• [EXERCISE INSTRUCTIONS]
a - Reproduce the passage on virtual-world biodiversity verbatim, between "This average distance" and "number of obstacles.", inclusive.
b - According to the passage on virtual-world biodiversity, why is every agent's genome unique after roughly 50 time steps? Answer in one to three sentences.
c - Can you turn the paragraph of the passage on virtual-world biodiversity that begins "This average distance computed" into a short list that keeps its main facts?

• [GIVEN TEXT]
The composition of species in our virtual world depends on the fine balance between speciation and extinction. The high species richness in the obstacle worlds could be owing to an accelerated speciation rate, a decelerated extinction rate, or a combination of both. In order to investigate the factors driving the biodiversity of the three virtual worlds, we analysed the level of genetic divergences between the initial genome and the genome of all individuals at every time step. In the initial populations, every prey or predator individual has the same genome. However, after roughly 50 time steps (about six generations), when all the founding individuals are dead, the genome of each agent is unique, and is the outcome of the evolutionary process. To evaluate the speed of evolution in our simulation, we compared the average distance [14] between all existing prey or predator genomes at any time step with the two initial genomes of prey and predators.

This average distance computed for a total of 5000 time steps (figure 4) indicates that the overall genetic divergence of the community of prey and predator species is greater in obstacle trials than in the density of obstacles (0%) experiment. The more obstacles in the world, the steeper the slope of the curve. This suggests that evolution accelerates with the number of obstacles.

• [LISTED ENTRIES]
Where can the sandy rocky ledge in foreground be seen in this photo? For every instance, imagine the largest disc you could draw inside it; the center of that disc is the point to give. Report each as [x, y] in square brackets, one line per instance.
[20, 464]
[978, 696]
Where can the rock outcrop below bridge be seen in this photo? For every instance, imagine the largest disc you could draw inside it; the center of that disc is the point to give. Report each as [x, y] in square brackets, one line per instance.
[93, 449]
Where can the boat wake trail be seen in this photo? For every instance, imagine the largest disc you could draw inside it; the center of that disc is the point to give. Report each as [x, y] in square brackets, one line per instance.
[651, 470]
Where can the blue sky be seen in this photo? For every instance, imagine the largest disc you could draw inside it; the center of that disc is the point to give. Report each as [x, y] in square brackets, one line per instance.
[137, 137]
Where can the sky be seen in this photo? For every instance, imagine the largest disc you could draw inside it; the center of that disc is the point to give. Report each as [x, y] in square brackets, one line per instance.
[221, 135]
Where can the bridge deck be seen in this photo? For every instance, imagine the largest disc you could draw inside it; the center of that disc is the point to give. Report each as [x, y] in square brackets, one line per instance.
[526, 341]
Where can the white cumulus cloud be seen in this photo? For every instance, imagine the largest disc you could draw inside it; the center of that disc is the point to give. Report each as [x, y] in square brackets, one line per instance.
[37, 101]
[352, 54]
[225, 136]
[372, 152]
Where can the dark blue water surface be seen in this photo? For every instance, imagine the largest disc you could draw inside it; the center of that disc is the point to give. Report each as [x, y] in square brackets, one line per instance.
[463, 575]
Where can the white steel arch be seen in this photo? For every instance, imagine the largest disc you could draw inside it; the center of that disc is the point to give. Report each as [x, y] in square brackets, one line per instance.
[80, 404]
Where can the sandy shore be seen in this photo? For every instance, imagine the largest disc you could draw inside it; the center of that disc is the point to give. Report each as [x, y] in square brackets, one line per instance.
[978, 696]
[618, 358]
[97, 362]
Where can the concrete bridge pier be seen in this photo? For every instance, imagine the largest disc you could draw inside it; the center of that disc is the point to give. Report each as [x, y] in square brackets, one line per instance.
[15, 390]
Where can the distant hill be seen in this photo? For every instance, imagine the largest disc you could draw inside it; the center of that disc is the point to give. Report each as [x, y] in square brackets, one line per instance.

* * *

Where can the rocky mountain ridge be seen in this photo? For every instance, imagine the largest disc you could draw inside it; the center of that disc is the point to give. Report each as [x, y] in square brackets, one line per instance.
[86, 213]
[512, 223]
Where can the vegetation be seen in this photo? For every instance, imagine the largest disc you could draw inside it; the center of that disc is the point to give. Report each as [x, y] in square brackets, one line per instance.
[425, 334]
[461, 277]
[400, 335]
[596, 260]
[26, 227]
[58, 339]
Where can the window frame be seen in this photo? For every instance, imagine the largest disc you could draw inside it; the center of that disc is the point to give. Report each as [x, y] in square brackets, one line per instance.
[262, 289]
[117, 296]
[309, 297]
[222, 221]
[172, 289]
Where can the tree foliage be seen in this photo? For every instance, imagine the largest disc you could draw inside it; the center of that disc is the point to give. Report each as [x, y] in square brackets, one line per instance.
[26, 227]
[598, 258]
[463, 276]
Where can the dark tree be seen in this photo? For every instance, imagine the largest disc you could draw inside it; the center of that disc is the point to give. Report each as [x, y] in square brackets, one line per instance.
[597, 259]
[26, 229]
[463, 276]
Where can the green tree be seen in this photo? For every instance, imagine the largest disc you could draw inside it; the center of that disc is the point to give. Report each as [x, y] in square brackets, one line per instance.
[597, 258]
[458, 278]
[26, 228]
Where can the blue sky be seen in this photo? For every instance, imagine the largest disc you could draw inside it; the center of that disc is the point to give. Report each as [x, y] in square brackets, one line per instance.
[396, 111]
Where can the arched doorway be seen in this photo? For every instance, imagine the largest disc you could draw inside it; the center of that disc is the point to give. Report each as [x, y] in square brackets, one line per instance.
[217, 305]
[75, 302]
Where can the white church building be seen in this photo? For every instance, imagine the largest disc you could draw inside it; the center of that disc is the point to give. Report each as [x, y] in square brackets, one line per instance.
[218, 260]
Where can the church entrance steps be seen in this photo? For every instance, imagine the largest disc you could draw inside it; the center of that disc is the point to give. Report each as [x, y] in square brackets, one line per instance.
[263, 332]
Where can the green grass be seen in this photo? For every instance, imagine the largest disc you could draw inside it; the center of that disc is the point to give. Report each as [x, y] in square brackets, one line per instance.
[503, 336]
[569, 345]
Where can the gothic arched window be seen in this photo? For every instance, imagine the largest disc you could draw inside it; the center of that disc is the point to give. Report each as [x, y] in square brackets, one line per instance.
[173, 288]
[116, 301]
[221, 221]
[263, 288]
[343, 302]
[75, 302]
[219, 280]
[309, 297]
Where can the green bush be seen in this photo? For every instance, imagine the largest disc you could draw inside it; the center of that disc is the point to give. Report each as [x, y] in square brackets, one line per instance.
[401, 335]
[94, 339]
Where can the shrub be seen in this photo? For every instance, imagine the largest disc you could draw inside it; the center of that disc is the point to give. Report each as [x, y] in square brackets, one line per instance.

• [SET OF ANSWERS]
a -
This average distance computed for a total of 5000 time steps (figure 4) indicates that the overall genetic divergence of the community of prey and predator species is greater in obstacle trials than in the density of obstacles (0%) experiment. The more obstacles in the world, the steeper the slope of the curve. This suggests that evolution accelerates with the number of obstacles.

b - By about 50 time steps, roughly six generations, all the founding individuals that shared the same genome are dead. Each agent's genome is therefore unique because it is the outcome of the evolutionary process.

c -
- The average genetic distance was computed over 5000 time steps (figure 4).
- The overall genetic divergence of the prey and predator community is greater in obstacle trials than in the 0% obstacle-density experiment.
- The more obstacles in the world, the steeper the slope of the curve.
- This suggests that evolution accelerates with the number of obstacles.